* WHAT YOU ARE ASKED TO DO
Leave out every picture and restate word for word the lines from the one with "the man's dark" to the final line.
::: DATA ENTRIES
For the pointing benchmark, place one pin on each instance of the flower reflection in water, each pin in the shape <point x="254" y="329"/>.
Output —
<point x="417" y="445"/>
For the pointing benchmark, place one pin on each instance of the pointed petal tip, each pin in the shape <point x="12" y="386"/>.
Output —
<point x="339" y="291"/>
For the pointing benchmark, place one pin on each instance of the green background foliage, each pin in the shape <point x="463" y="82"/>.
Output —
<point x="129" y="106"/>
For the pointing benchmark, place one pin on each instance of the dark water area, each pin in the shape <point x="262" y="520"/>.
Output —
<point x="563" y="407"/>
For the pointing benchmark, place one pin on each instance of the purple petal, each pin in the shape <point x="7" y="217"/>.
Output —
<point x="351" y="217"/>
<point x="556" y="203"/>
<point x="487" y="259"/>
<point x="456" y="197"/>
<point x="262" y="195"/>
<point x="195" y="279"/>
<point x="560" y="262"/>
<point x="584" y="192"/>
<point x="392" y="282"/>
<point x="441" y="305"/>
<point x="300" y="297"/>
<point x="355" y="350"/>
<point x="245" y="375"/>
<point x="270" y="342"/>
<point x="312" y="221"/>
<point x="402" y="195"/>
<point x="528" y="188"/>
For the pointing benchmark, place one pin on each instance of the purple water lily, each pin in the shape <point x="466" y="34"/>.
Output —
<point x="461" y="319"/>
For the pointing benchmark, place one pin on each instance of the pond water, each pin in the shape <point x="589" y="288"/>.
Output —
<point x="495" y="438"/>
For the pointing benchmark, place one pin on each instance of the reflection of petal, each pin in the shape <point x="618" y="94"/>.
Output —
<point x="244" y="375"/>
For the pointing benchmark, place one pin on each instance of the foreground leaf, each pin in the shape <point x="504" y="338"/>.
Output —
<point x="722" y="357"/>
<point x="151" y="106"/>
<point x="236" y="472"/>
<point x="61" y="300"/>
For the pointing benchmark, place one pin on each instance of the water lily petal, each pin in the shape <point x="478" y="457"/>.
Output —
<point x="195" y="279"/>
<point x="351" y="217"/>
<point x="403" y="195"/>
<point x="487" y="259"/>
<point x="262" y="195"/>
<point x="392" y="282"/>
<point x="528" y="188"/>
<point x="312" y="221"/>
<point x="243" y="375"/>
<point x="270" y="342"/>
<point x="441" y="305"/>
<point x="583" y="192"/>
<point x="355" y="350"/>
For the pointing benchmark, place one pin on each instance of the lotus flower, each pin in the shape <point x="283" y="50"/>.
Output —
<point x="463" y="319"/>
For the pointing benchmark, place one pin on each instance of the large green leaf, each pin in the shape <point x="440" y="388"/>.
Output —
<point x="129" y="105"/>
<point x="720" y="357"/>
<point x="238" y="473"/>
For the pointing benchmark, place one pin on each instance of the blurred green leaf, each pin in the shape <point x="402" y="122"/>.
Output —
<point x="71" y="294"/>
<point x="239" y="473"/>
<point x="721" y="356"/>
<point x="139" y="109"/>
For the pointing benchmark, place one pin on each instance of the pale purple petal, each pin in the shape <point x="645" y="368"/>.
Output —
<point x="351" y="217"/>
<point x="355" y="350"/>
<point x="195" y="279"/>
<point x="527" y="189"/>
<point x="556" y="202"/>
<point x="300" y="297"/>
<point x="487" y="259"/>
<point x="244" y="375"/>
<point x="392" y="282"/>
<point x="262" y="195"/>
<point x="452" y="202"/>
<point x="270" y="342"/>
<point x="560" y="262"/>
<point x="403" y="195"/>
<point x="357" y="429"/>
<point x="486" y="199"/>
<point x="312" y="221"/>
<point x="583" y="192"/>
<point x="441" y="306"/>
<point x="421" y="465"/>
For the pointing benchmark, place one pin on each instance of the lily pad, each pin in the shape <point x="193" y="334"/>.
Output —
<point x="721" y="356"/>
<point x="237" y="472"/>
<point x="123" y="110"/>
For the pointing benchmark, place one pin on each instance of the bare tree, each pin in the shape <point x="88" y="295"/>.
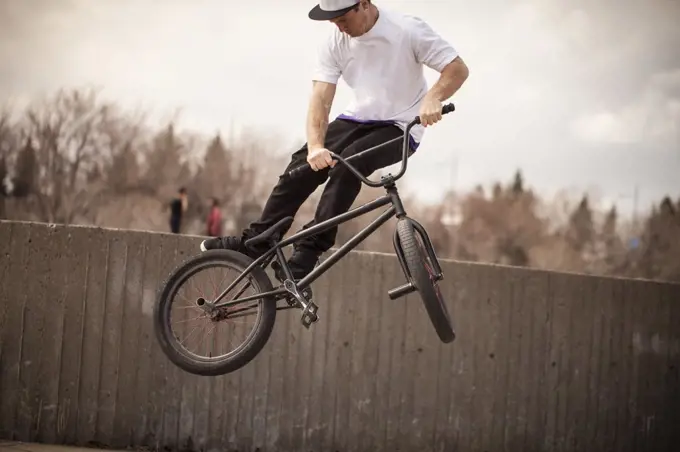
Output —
<point x="66" y="132"/>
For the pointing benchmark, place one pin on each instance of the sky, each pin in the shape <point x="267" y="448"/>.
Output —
<point x="582" y="96"/>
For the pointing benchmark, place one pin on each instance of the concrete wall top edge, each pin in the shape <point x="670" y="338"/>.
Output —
<point x="518" y="270"/>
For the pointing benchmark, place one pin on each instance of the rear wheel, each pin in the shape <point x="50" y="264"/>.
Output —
<point x="205" y="342"/>
<point x="424" y="279"/>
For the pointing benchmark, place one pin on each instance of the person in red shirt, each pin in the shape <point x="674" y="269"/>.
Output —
<point x="214" y="221"/>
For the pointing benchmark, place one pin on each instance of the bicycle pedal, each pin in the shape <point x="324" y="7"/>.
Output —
<point x="309" y="315"/>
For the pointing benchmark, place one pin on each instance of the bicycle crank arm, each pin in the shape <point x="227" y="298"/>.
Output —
<point x="309" y="309"/>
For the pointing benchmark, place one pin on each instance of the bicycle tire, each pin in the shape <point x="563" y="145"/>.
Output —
<point x="421" y="278"/>
<point x="243" y="354"/>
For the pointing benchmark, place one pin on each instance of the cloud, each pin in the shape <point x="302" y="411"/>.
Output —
<point x="653" y="118"/>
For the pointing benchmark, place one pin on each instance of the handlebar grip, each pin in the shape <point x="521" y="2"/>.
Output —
<point x="448" y="108"/>
<point x="295" y="172"/>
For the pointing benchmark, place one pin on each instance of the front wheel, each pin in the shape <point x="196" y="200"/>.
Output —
<point x="213" y="342"/>
<point x="424" y="279"/>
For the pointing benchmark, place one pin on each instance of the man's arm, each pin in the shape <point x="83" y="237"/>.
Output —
<point x="450" y="80"/>
<point x="317" y="114"/>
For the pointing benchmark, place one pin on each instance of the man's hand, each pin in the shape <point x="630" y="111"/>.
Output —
<point x="320" y="158"/>
<point x="430" y="110"/>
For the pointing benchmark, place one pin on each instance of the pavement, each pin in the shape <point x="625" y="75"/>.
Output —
<point x="15" y="446"/>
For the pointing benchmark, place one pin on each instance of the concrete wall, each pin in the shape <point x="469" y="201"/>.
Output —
<point x="542" y="362"/>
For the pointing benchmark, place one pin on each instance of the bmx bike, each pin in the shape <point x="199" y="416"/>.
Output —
<point x="413" y="248"/>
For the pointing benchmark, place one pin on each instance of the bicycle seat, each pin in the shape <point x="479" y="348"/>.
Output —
<point x="269" y="233"/>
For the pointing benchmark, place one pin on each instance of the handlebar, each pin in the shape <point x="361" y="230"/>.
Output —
<point x="295" y="172"/>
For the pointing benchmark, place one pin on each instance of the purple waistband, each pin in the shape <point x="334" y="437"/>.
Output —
<point x="412" y="142"/>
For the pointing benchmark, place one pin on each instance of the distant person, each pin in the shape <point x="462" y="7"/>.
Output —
<point x="178" y="208"/>
<point x="214" y="220"/>
<point x="381" y="55"/>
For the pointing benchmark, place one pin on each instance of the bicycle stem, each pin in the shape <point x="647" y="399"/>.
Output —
<point x="448" y="108"/>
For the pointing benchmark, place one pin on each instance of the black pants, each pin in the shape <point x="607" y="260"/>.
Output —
<point x="344" y="138"/>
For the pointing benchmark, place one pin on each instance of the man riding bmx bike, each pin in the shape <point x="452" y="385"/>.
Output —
<point x="380" y="54"/>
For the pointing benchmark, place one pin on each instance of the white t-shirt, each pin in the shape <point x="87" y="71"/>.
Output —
<point x="384" y="68"/>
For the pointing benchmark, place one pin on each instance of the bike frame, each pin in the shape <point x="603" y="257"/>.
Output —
<point x="396" y="209"/>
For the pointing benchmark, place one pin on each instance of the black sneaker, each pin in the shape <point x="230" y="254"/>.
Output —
<point x="230" y="242"/>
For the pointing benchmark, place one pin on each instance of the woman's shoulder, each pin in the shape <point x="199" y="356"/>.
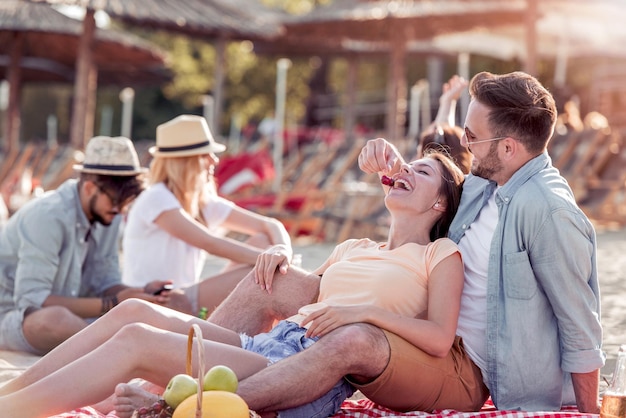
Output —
<point x="156" y="197"/>
<point x="445" y="245"/>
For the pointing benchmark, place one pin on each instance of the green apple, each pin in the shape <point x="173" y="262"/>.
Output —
<point x="221" y="378"/>
<point x="180" y="388"/>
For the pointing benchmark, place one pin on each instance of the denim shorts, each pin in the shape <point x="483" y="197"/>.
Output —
<point x="284" y="340"/>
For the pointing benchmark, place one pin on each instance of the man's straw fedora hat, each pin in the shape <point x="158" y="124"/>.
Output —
<point x="111" y="156"/>
<point x="184" y="136"/>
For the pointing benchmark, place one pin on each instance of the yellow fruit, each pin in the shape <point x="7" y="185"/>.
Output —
<point x="180" y="388"/>
<point x="221" y="378"/>
<point x="215" y="404"/>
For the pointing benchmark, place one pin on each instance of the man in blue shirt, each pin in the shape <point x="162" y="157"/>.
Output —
<point x="59" y="252"/>
<point x="530" y="312"/>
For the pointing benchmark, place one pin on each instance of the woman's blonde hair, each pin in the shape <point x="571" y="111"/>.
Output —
<point x="180" y="175"/>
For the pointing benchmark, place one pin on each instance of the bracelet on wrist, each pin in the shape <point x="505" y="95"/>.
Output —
<point x="108" y="303"/>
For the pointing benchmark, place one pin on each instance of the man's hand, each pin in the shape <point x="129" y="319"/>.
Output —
<point x="145" y="293"/>
<point x="277" y="257"/>
<point x="329" y="318"/>
<point x="379" y="156"/>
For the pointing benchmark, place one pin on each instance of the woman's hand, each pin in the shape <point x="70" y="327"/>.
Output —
<point x="329" y="318"/>
<point x="277" y="257"/>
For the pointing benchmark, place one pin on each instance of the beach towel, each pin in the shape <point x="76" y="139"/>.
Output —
<point x="364" y="408"/>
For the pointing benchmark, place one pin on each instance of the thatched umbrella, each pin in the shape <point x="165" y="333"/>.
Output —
<point x="392" y="25"/>
<point x="37" y="43"/>
<point x="220" y="20"/>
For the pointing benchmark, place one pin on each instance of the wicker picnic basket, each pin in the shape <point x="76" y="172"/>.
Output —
<point x="164" y="411"/>
<point x="196" y="332"/>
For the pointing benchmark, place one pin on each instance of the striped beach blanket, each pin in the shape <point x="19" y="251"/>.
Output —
<point x="364" y="408"/>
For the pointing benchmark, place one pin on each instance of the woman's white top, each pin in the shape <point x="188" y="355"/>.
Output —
<point x="150" y="253"/>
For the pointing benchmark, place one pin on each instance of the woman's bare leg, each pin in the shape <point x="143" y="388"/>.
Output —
<point x="104" y="328"/>
<point x="137" y="350"/>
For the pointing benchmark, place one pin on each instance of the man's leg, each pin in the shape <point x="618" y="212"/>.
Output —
<point x="251" y="310"/>
<point x="46" y="328"/>
<point x="359" y="350"/>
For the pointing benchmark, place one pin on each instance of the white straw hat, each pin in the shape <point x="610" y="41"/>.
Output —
<point x="112" y="156"/>
<point x="184" y="136"/>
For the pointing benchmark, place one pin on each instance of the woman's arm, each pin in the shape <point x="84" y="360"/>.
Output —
<point x="248" y="222"/>
<point x="179" y="224"/>
<point x="434" y="335"/>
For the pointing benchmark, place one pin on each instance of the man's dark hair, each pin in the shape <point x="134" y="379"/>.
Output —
<point x="520" y="107"/>
<point x="125" y="188"/>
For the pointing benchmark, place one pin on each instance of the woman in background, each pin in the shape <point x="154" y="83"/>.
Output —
<point x="180" y="215"/>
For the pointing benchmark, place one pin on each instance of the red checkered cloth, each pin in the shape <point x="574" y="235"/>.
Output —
<point x="364" y="408"/>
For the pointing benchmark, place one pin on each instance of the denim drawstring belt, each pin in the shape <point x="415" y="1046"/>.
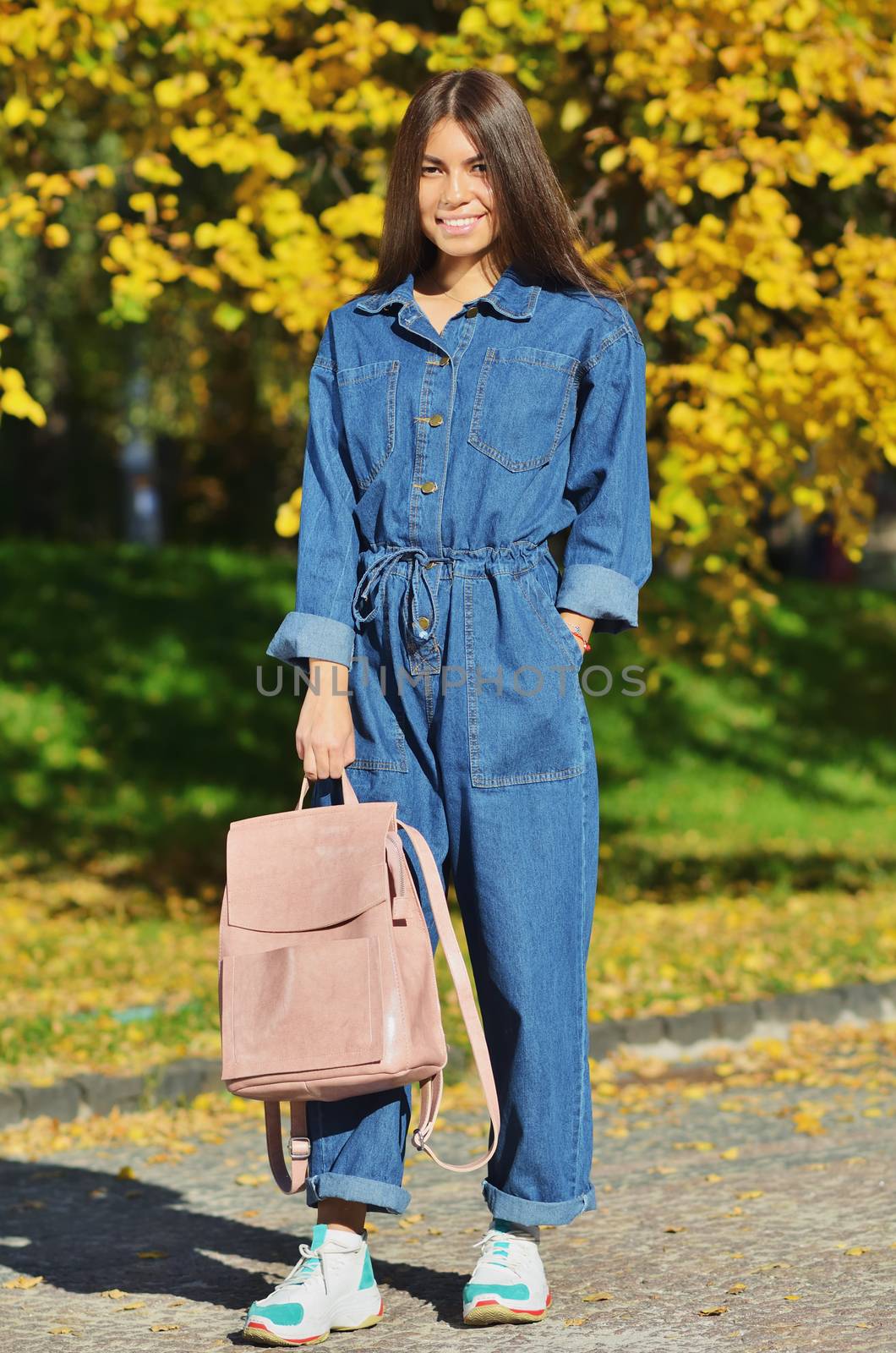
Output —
<point x="383" y="565"/>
::::::
* OUTPUT FOR THIS EXERCISE
For the pointing benchmark, place one pin on each instance of the man's dark hair, each pin in the shape <point x="134" y="379"/>.
Output —
<point x="520" y="107"/>
<point x="125" y="188"/>
For the pointing benchmark, place one pin on each instance of the woman in background, each pin in the shape <point x="154" y="83"/>.
Output —
<point x="180" y="215"/>
For the pointing benchmark, place one pin on each instance of the red checkered cloth, each pin in the shape <point x="574" y="235"/>.
Output —
<point x="364" y="408"/>
For the pointing benchmark, place one pin on each instance of the denim drawstring belt, each pin in the shape <point x="415" y="1046"/>.
Output —
<point x="383" y="565"/>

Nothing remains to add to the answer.